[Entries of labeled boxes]
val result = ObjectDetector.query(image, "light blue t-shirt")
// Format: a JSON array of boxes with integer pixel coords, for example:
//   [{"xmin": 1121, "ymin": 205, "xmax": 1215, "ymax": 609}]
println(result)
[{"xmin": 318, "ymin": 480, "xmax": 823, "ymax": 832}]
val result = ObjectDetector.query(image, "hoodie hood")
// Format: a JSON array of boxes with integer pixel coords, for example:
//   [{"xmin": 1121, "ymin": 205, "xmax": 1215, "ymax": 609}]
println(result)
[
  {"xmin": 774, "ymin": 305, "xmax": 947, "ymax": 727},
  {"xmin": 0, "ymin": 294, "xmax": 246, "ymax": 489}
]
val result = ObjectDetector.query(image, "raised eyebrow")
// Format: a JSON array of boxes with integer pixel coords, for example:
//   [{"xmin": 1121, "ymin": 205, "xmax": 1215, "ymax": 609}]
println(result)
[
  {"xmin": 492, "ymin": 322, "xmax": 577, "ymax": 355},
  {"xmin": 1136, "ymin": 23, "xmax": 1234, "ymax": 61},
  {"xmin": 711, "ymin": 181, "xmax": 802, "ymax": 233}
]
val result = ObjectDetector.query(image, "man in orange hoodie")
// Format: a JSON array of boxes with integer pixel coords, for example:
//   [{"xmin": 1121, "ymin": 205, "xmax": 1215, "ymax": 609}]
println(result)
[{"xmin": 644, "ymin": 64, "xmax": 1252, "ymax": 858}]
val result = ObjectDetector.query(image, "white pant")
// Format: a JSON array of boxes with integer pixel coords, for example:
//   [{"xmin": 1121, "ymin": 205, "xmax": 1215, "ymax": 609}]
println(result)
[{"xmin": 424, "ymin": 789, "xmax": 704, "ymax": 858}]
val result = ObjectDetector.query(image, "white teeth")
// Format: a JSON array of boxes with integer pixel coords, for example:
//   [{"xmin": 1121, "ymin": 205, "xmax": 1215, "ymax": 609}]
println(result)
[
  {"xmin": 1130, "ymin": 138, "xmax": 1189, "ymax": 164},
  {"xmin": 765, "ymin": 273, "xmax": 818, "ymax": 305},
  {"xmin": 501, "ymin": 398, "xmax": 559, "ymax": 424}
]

EXERCISE GOAL:
Rewrite all the entries above, replacing every "ObjectDetector" with "BoxLocator" and keeping everything else the same.

IN RESPONSE:
val result = BoxLocator.query(image, "light blue t-shirt")
// Format: a JSON array of boxes with integer pixel coords, for example:
//   [{"xmin": 1121, "ymin": 205, "xmax": 1215, "ymax": 609}]
println(result)
[{"xmin": 318, "ymin": 480, "xmax": 823, "ymax": 832}]
val result = BoxLocator.query(image, "hoodie hood")
// Format: a JSON array of boxes with integer pixel coords, for example:
//   [{"xmin": 1121, "ymin": 205, "xmax": 1215, "ymax": 609}]
println(result)
[
  {"xmin": 774, "ymin": 305, "xmax": 947, "ymax": 727},
  {"xmin": 0, "ymin": 294, "xmax": 246, "ymax": 489}
]
val result = BoxLocator.query(image, "raised eyebrow")
// Format: a JSON array of boxes with integer pixel coords, for example:
//   [{"xmin": 1121, "ymin": 205, "xmax": 1215, "ymax": 609}]
println(result)
[
  {"xmin": 492, "ymin": 322, "xmax": 577, "ymax": 355},
  {"xmin": 1136, "ymin": 23, "xmax": 1234, "ymax": 61},
  {"xmin": 711, "ymin": 181, "xmax": 802, "ymax": 233}
]
val result = BoxLocator.query(image, "man in orange hoodie")
// Format: a JSON array of boxes with integer pixel coords, for example:
//   [{"xmin": 1121, "ymin": 205, "xmax": 1215, "ymax": 609}]
println(result)
[{"xmin": 644, "ymin": 64, "xmax": 1252, "ymax": 858}]
val result = BoxLocator.query(image, "white pant")
// Format: a JSON array of boxes with integer pixel coords, for example:
//   [{"xmin": 1121, "ymin": 205, "xmax": 1215, "ymax": 609}]
println(result)
[{"xmin": 424, "ymin": 789, "xmax": 704, "ymax": 858}]
val result = BoxLocator.query(image, "white teeth")
// Format: a JSON array of boxes with integer pixel coords, for example:
//   [{"xmin": 1121, "ymin": 205, "xmax": 1215, "ymax": 609}]
println(result)
[
  {"xmin": 1130, "ymin": 138, "xmax": 1189, "ymax": 164},
  {"xmin": 765, "ymin": 273, "xmax": 818, "ymax": 305},
  {"xmin": 501, "ymin": 398, "xmax": 559, "ymax": 424}
]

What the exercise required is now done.